* [Stored data entries]
--- START ---
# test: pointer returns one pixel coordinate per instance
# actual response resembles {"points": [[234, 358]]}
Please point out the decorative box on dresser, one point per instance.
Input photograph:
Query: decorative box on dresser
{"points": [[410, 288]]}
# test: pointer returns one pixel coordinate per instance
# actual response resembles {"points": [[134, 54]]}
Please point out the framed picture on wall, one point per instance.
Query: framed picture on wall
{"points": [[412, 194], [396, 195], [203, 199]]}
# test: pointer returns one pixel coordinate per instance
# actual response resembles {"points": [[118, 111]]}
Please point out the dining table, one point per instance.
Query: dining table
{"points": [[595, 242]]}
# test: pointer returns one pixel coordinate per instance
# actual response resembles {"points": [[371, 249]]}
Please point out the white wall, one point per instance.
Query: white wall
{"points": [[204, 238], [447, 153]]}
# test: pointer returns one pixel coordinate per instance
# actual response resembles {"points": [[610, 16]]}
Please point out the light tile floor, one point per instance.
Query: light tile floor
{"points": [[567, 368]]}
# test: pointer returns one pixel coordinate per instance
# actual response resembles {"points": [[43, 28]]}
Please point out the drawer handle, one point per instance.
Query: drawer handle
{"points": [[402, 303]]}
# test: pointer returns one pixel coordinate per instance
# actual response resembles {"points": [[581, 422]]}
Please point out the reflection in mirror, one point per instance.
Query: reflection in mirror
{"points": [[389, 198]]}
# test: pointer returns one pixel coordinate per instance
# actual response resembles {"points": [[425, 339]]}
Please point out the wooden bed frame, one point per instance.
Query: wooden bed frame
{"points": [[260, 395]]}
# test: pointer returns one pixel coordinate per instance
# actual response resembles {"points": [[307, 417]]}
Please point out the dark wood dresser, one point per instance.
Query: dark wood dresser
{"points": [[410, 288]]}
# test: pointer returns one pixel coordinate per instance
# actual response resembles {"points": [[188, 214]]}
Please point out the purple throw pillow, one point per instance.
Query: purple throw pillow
--- END ---
* [Work request]
The full set of records above must be retyped exactly.

* [Written answer]
# test: pointer returns one pixel coordinate per instance
# actual response resembles {"points": [[234, 358]]}
Please point out the decorative box on dresser, one point per instance.
Input photograph:
Query: decorative box on dresser
{"points": [[410, 288]]}
# test: pointer returns one pixel coordinate per instance
# actual response resembles {"points": [[134, 54]]}
Please point out the framed picture on wall, one point per instance.
Query: framed picture on wall
{"points": [[412, 194], [396, 195], [203, 199]]}
# test: pointer returns one pixel coordinate per instance
# actual response resembles {"points": [[118, 111]]}
Please point out the dining table, one point per instance.
Query: dining table
{"points": [[595, 242]]}
# test: pointer returns one pixel coordinate per instance
# actual response resembles {"points": [[371, 249]]}
Please point out the white wall, one point per instance.
Query: white wall
{"points": [[204, 238], [447, 153]]}
# test: pointer returns one pixel coordinate per instance
# actual response resembles {"points": [[610, 16]]}
Please point out the light tile floor, one point per instance.
Query: light tile floor
{"points": [[567, 368]]}
# test: pointer returns one pixel coordinate per instance
# actual response resembles {"points": [[43, 28]]}
Please point out the drawer handle, one point per instance.
Query: drawer handle
{"points": [[402, 303]]}
# test: pointer returns one pixel coordinate per instance
# actual response resembles {"points": [[581, 422]]}
Please point out the reflection in mirror, one point per instance.
Query: reflection in mirror
{"points": [[389, 198]]}
# test: pointer returns one pixel coordinate per instance
# actual response resembles {"points": [[425, 339]]}
Please point out the wooden bed frame, one point per instance.
Query: wooden bed frame
{"points": [[260, 395]]}
# test: pointer returns one pixel coordinate per instance
# actual response resembles {"points": [[307, 417]]}
Please point out the dark wood dresser, one point per instance.
Query: dark wood dresser
{"points": [[410, 288]]}
# test: pointer returns one pixel coordinate per instance
# actual response resembles {"points": [[188, 214]]}
Please point out the purple throw pillow, one point per instance.
Query: purple throw pillow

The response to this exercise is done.